§ **Assignment 1**
Translate into French this sentence from the Star Trek science discussion: "A better analogy would be if you took a Pentium-4 processor back in time five years."
§ **Assignment 2**
Output the portion of the Star Trek science discussion between "Another thing that" and "Hell is Opal?", inclusive.

** Passage shown follows **

Nitpicking the science in Star Trek

I guess you missed the part where I said “What if you had highly extensive scientific and engineering knowledge, access to all the examination, design, and manufacturing tools that you’d need…?”

Benjamin Franklin had those things fpr his time period. Give him a toaster from 1940 and he’d probably break it trying to figure it out.

Another thing that really really bothers me is when someone (usually the captain) asks the chief engineer something like ‘can’t we create a inverse warp bubble by transfering power from the food replicators through the plasma core and rerouting this plasma conduit to the main deflector dish.’ which always works and saves the crew from some dire situation. Brings up 3 issues:
1 How the F%$# does the captain think of that when you have highly trained engineers working on the problem.
2 Why do they have ANY other weapons other then that main deflector dish - it seem that it can do everything w/ it (they probabally don’t even need the food rep’s as long as they have the main deflector).
3 Hi Opal!

  1. The Captain is the star.
  2. It is a plot device, the Deux e Machina (sp) [1}
  3. Who the Hell is Opal?
    [1] It’s Latin, aha, for “Deflector from a machine”

Dr McCoy: Scotty, into the transporter!!

Big difference between the two. Voyager has proven that they’re capable of analyzing and figuring out the technology. The fact remains that they know how it works. The Doctor’s holoemitter is NOT a new technology to them… just a highly miniaturized version of current technology.

A better analogy would be if you took a Pentium-4 processor back in time five years. Would our engineers be capable of figuring it out? Most definitely.

Oh, please, plant. Almost a year and a half on the boards, nearly 1600 posts, and you haven’t seen “3)Hi Opal!” yet? Please tell me you’re kidding. Please please please.

Better yet, befriend the Search feature.

Here.

Thanks for noticing.

[QUOTE]
*Originally posted by carnivorousplant *
2) It is a plot device, the Deux e Machina (sp) [1}

[QUOTE]

You mean “Deus ex machina,” meaning “God from the machine.” “Deux e Machina” is “Two and the machine,” a popular 23rd century sexual position.

-Ben

Again, I protest the nitpicking of “treknology” in this thread when there are so many errors in actual science on the show.

** End of Passage shown **
** Source information follows **

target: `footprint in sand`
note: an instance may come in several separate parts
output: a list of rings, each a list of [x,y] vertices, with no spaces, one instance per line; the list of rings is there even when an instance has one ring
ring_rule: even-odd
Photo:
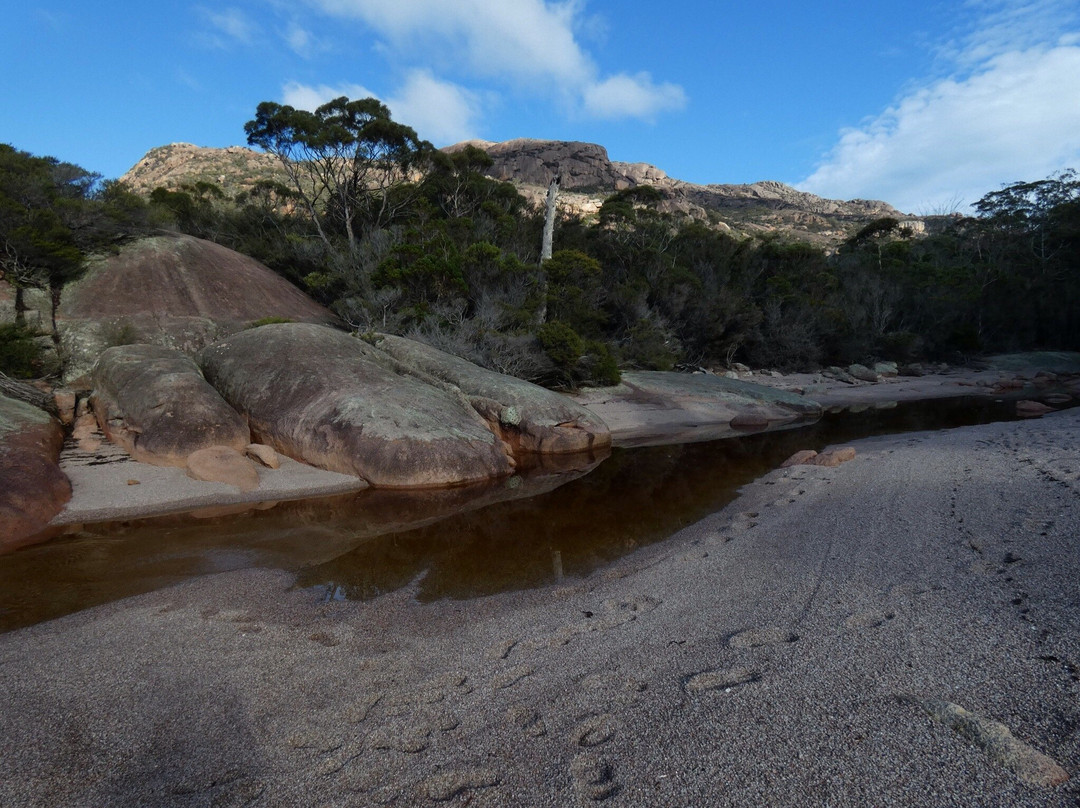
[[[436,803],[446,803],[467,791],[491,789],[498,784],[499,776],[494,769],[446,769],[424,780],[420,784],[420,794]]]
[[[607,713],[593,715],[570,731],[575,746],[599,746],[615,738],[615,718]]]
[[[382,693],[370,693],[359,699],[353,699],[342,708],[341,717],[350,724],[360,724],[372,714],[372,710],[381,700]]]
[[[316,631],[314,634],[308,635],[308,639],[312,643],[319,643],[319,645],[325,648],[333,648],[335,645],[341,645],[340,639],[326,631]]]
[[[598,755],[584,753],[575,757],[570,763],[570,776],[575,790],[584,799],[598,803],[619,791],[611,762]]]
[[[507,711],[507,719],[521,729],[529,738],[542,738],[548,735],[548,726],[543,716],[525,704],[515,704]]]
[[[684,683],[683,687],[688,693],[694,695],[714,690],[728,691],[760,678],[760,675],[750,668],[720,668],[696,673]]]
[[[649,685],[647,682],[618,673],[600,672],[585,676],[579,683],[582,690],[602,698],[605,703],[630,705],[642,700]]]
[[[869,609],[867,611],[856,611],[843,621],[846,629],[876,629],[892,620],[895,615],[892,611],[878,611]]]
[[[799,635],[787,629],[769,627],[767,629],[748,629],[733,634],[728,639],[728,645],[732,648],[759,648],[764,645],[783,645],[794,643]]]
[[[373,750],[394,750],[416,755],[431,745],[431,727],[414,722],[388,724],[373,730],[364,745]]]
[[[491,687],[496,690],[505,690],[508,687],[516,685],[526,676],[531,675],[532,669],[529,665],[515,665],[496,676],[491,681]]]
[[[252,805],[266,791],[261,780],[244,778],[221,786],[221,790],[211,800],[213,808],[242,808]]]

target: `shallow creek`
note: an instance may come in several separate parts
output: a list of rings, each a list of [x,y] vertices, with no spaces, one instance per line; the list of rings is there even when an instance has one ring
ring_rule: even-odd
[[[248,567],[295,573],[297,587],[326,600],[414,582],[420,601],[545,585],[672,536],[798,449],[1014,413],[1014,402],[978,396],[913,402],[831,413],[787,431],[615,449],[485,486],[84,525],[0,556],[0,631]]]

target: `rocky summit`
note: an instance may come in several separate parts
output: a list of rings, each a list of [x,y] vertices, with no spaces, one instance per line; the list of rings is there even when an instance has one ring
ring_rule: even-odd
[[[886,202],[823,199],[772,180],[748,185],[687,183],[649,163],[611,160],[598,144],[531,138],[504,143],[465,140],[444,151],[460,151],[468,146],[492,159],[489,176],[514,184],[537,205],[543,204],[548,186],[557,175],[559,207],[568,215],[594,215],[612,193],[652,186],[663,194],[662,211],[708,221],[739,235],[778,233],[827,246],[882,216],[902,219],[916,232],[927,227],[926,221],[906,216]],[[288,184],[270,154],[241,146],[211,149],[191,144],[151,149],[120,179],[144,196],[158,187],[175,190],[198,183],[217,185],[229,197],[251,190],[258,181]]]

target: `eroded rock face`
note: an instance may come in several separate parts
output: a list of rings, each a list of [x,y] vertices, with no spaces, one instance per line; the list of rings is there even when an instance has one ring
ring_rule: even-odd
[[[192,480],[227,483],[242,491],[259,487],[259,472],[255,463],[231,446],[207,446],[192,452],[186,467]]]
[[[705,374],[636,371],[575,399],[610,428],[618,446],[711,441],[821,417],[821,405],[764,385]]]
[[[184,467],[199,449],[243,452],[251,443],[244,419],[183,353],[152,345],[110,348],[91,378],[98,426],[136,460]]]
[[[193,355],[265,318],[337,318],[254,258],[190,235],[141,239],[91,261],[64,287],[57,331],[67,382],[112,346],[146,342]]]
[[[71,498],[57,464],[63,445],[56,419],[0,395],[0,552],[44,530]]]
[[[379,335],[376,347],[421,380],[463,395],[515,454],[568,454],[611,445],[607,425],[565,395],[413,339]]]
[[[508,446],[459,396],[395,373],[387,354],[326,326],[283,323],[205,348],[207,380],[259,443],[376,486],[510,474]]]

** End of Source information **

§ **Problem solution 1**
Une meilleure analogie serait de ramener un processeur Pentium 4 cinq ans en arrière dans le temps.

§ **Problem solution 2**
Another thing that really really bothers me is when someone (usually the captain) asks the chief engineer something like ‘can’t we create a inverse warp bubble by transfering power from the food replicators through the plasma core and rerouting this plasma conduit to the main deflector dish.’ which always works and saves the crew from some dire situation. Brings up 3 issues:
1 How the F%$# does the captain think of that when you have highly trained engineers working on the problem.
2 Why do they have ANY other weapons other then that main deflector dish - it seem that it can do everything w/ it (they probabally don’t even need the food rep’s as long as they have the main deflector).
3 Hi Opal!

  1. The Captain is the star.
  2. It is a plot device, the Deux e Machina (sp) [1}
  3. Who the Hell is Opal?